[EXCERPTED RECORDS]:
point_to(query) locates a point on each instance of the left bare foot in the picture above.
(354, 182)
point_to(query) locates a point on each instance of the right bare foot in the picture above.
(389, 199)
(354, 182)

[DIRECTIVE]:
Repeat exactly, and only, the lines from the line with "point_to(query) locates a point on each instance of the right" through the end of the listing above, both ends included.

[CORRECT RESULT]:
point_to(query) locates a point on each instance of the right bare foot in the picture above.
(389, 199)
(354, 182)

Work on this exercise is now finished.